(Natural language region descriptions)
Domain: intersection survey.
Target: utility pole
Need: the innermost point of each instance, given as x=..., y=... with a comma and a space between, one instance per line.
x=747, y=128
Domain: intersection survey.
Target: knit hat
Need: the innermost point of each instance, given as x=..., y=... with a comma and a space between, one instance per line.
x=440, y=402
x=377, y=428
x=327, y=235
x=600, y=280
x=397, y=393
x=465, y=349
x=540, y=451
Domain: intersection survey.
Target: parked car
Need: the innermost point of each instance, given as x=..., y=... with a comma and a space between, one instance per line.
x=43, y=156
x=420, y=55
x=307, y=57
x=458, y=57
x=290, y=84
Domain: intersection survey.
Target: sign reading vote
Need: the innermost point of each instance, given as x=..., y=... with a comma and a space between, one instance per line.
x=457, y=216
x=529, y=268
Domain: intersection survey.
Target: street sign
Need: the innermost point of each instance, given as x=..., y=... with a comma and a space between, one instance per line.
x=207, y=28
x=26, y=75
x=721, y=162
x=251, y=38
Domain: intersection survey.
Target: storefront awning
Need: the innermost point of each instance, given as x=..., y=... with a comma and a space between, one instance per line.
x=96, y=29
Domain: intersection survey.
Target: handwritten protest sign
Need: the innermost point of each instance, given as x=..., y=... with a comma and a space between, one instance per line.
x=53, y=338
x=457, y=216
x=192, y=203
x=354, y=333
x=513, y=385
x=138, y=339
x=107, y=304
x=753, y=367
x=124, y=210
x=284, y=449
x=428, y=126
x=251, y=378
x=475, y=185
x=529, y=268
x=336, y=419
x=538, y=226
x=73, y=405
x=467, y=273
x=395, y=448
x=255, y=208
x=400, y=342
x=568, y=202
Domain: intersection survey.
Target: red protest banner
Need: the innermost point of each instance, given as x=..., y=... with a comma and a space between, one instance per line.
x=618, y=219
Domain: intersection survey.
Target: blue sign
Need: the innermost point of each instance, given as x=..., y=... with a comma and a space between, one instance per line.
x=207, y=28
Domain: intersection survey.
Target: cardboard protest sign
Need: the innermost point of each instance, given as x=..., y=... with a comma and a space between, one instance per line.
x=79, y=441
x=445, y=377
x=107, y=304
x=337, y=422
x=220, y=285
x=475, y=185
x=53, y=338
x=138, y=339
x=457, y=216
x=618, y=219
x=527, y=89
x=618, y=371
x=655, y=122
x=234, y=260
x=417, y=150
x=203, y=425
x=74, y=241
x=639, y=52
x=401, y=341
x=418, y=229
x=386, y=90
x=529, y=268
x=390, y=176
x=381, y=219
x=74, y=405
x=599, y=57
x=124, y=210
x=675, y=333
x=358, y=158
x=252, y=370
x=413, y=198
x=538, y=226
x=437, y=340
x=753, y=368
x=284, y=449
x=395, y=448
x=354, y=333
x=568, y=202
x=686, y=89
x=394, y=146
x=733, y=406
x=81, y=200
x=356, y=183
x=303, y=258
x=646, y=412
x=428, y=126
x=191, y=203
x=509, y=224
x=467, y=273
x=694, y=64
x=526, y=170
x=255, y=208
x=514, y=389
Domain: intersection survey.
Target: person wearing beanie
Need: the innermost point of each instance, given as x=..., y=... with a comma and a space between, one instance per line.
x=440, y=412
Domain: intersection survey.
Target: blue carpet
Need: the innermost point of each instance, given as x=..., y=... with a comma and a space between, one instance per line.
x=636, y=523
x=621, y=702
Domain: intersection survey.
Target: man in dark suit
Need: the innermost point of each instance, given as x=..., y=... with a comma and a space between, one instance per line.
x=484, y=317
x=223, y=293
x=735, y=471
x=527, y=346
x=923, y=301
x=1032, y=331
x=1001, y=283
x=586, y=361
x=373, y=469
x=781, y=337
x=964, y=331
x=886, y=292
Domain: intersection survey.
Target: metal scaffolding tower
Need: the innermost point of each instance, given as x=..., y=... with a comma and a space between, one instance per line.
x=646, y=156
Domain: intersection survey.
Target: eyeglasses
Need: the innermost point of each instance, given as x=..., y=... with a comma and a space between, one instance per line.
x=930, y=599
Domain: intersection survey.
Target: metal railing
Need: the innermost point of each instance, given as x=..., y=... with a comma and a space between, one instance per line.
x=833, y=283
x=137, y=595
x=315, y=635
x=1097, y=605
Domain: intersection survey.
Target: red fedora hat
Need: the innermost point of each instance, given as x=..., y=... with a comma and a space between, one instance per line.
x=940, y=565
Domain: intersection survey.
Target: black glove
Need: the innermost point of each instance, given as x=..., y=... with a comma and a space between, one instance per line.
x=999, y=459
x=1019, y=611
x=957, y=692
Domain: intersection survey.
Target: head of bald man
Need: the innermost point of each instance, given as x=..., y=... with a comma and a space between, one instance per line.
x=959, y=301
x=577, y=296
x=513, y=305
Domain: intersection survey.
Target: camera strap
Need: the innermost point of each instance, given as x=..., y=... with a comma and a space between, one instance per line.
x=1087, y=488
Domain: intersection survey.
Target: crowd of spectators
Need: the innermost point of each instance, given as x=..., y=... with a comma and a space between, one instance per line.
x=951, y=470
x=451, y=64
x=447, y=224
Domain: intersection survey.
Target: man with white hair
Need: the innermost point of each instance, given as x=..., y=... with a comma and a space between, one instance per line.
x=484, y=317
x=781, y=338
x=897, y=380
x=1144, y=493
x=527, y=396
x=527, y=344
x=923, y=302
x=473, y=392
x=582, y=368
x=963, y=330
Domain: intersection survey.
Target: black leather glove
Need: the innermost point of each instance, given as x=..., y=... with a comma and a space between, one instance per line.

WORK ITEM. Every entry is to be transcribed exactly as it stands.

WRITTEN ANSWER.
Domain: intersection survey.
Target: utility pole
Need: the innermost point of each instance, given as x=..., y=... with a comma and a space between, one instance per line.
x=747, y=128
Domain: intersection survey.
Target: knit hat
Need: the innermost point of each instance, given as x=..., y=... with a comma and a space between, one instance per line.
x=440, y=402
x=377, y=428
x=327, y=235
x=600, y=280
x=397, y=393
x=465, y=349
x=540, y=451
Domain: intersection survey.
Target: parked car
Need: the innermost point of each instance, given as x=..., y=... with a comma and a space between, one instance per line.
x=43, y=156
x=420, y=55
x=307, y=57
x=458, y=57
x=290, y=84
Domain: intersection survey.
Target: sign reading vote
Need: the innermost point of each instance, given as x=..., y=... with a comma and a space between, one instance per line.
x=457, y=216
x=529, y=268
Domain: intersection survey.
Target: street sign
Need: the innermost point of each instance, given as x=..., y=... with a comma and a space between, one instance per line.
x=207, y=28
x=26, y=75
x=721, y=162
x=251, y=38
Domain: intersection survey.
Target: storefront awning
Need: the innermost point of each instance, given as x=..., y=... with a comma and a space between, one instance per line.
x=96, y=29
Domain: intersection survey.
Target: handwritten protest sign
Need: the innermost point of each instance, given as x=..., y=... with a comma and a space between, one instance per line.
x=53, y=338
x=457, y=216
x=192, y=203
x=354, y=333
x=513, y=385
x=138, y=339
x=107, y=304
x=753, y=367
x=124, y=210
x=284, y=449
x=428, y=126
x=251, y=378
x=475, y=185
x=529, y=268
x=336, y=419
x=538, y=226
x=73, y=405
x=467, y=273
x=395, y=448
x=255, y=208
x=400, y=342
x=568, y=202
Domain: intersection survey.
Target: red protest banner
Need: the innermost point of each instance, given as x=..., y=... with a comma and a space between, one instance per line.
x=618, y=219
Domain: intersection survey.
Target: blue sign
Need: the innermost point of each instance, given as x=..., y=... with a comma and a space between, one instance per line.
x=207, y=28
Domain: intersection survey.
Target: cardboard protest sign
Need: the innermost point of each instance, given as x=..., y=... with a comma and a space between, one instance per line.
x=79, y=441
x=445, y=377
x=107, y=304
x=337, y=422
x=220, y=285
x=475, y=185
x=53, y=338
x=138, y=339
x=457, y=216
x=618, y=219
x=527, y=89
x=618, y=371
x=655, y=122
x=234, y=260
x=417, y=150
x=203, y=425
x=74, y=241
x=639, y=52
x=401, y=341
x=418, y=229
x=386, y=90
x=529, y=268
x=390, y=176
x=381, y=219
x=74, y=405
x=599, y=57
x=124, y=210
x=675, y=333
x=358, y=158
x=252, y=370
x=413, y=198
x=538, y=226
x=437, y=340
x=753, y=368
x=284, y=449
x=395, y=448
x=354, y=333
x=568, y=202
x=686, y=89
x=394, y=146
x=733, y=406
x=81, y=200
x=356, y=183
x=303, y=258
x=646, y=412
x=428, y=126
x=191, y=203
x=509, y=224
x=467, y=273
x=694, y=64
x=526, y=170
x=255, y=208
x=514, y=389
Domain: intersection survey.
Target: person wearing beanie
Need: the innermost point of each instance, given as x=..., y=... with a comma and a space between, one instance per line.
x=440, y=412
Domain: intersection survey.
Target: blue carpet
Need: the innermost point of each instance, given as x=..., y=... with a comma and a space between, one instance per line.
x=636, y=523
x=621, y=702
Domain: intersection survey.
Target: man in dark suit
Need: the innermost point of each instance, given as x=..., y=... with a comma and a space between, one instance per line.
x=484, y=317
x=223, y=293
x=735, y=471
x=527, y=346
x=923, y=301
x=1032, y=331
x=1001, y=283
x=586, y=361
x=373, y=469
x=781, y=337
x=964, y=331
x=886, y=292
Domain: intersection survey.
Target: metal scaffolding tower
Need: the innermost point of each instance, given as x=..., y=... with a comma and a space between, one instance per line.
x=646, y=156
Domain: intersection survey.
Target: eyeglasses
Need: the innermost point of each instance, given as x=..., y=... with a comma and a space between, one instance per line.
x=930, y=599
Domain: intersection survey.
Target: metal railing
Need: the innermost point of each instance, given as x=..., y=... with a comma and a space between, one instance per line.
x=833, y=283
x=137, y=595
x=315, y=635
x=1097, y=605
Domain: intersection survey.
Target: red fedora hat
Need: the innermost point of each instance, given as x=..., y=... with a comma and a space between, one instance per line.
x=940, y=565
Domain: intersection survey.
Target: black glove
Need: the innermost point of each instance, given as x=..., y=... with a comma and a space between, one instance per line.
x=999, y=459
x=1019, y=611
x=957, y=692
Domain: intersection survey.
Target: head of bald man
Need: the innermost point of each instance, given as x=..., y=... with a comma and a space between, one instance per line.
x=959, y=301
x=577, y=296
x=513, y=305
Domain: intersection survey.
Target: camera strap
Need: the innermost point of each instance, given as x=..., y=... with a comma and a space between, one instance per line.
x=1087, y=488
Domain: intersection survey.
Target: crowd of spectators
Need: the innermost point of each instance, given as x=..., y=... with a comma and a space between, one instance per line.
x=951, y=470
x=451, y=64
x=447, y=224
Domain: intersection survey.
Target: man with white hair
Need: the innermost point of each instance, given as x=..., y=... with a comma and a space between, one instance per line.
x=484, y=317
x=781, y=338
x=897, y=380
x=1144, y=493
x=527, y=396
x=527, y=344
x=923, y=302
x=473, y=392
x=582, y=368
x=963, y=330
Domain: intersection survey.
Target: black leather glove
Need: the innermost point of each instance, given as x=..., y=... with a comma and a space between, one instance per line.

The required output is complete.